**Problem to work on:**
With nothing added and nothing dropped, write out all of the entries below.

**Saved data entries:**
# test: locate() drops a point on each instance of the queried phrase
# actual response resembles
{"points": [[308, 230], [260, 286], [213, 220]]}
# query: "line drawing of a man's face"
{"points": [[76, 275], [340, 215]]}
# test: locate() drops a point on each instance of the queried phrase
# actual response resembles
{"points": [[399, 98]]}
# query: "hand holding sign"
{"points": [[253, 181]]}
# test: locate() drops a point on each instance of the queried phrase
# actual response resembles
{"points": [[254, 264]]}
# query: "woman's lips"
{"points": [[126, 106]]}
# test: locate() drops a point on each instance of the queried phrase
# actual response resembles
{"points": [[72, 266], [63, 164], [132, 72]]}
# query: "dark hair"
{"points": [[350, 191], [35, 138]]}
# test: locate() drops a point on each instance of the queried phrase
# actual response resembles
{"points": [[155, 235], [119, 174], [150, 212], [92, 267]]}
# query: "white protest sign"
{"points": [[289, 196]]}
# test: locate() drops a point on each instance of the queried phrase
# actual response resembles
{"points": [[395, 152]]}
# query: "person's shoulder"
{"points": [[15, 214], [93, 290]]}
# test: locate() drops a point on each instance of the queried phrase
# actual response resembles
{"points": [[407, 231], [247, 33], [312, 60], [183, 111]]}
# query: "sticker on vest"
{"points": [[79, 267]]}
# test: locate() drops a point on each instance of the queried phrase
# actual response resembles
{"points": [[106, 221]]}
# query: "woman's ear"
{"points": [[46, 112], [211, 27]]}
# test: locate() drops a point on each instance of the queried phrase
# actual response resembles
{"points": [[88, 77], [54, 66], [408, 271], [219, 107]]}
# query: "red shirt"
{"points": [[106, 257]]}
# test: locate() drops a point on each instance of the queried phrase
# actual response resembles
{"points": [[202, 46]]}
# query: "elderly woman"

**Your response:**
# test: locate() drops a point on each instance of the queried phrase
# actual response resembles
{"points": [[308, 230], [260, 286], [213, 220]]}
# query: "line drawing of a man's face"
{"points": [[76, 275], [340, 215]]}
# test: locate() drops a point on each instance of the queried phrase
# actual response resembles
{"points": [[399, 98]]}
# query: "hand holding sign"
{"points": [[253, 181]]}
# test: locate() drops a point on each instance of the queried phrase
# actual response resembles
{"points": [[254, 264]]}
# query: "woman's lips"
{"points": [[126, 106]]}
# test: locate() drops a point on each instance of the queried phrase
# actual response resembles
{"points": [[72, 266], [63, 164], [132, 72]]}
# query: "dark hair"
{"points": [[350, 191], [35, 138]]}
# test: locate() drops a point on each instance of the queried phrase
# actual response resembles
{"points": [[155, 235], [119, 174], [150, 212], [92, 267]]}
# query: "white protest sign"
{"points": [[289, 196]]}
# test: locate() drops a point on each instance of the queried phrase
# actual response resembles
{"points": [[395, 152]]}
# query: "person's shoulder"
{"points": [[15, 214], [93, 290]]}
# test: locate() drops a point on each instance of the queried phrase
# actual response resembles
{"points": [[407, 231], [247, 33], [312, 60], [183, 111]]}
# query: "sticker on vest"
{"points": [[79, 267]]}
# test: locate() drops a point on each instance of the queried phrase
# actual response resembles
{"points": [[106, 221]]}
# query: "woman's ear"
{"points": [[46, 112], [211, 27]]}
# test: locate() drops a point on each instance of the queried phrase
# actual response resembles
{"points": [[88, 77], [54, 66], [408, 271], [219, 107]]}
# query: "red shirt"
{"points": [[106, 257]]}
# test: locate() drops a point on each instance of the queried phrase
# actual response resembles
{"points": [[202, 46]]}
# query: "elderly woman"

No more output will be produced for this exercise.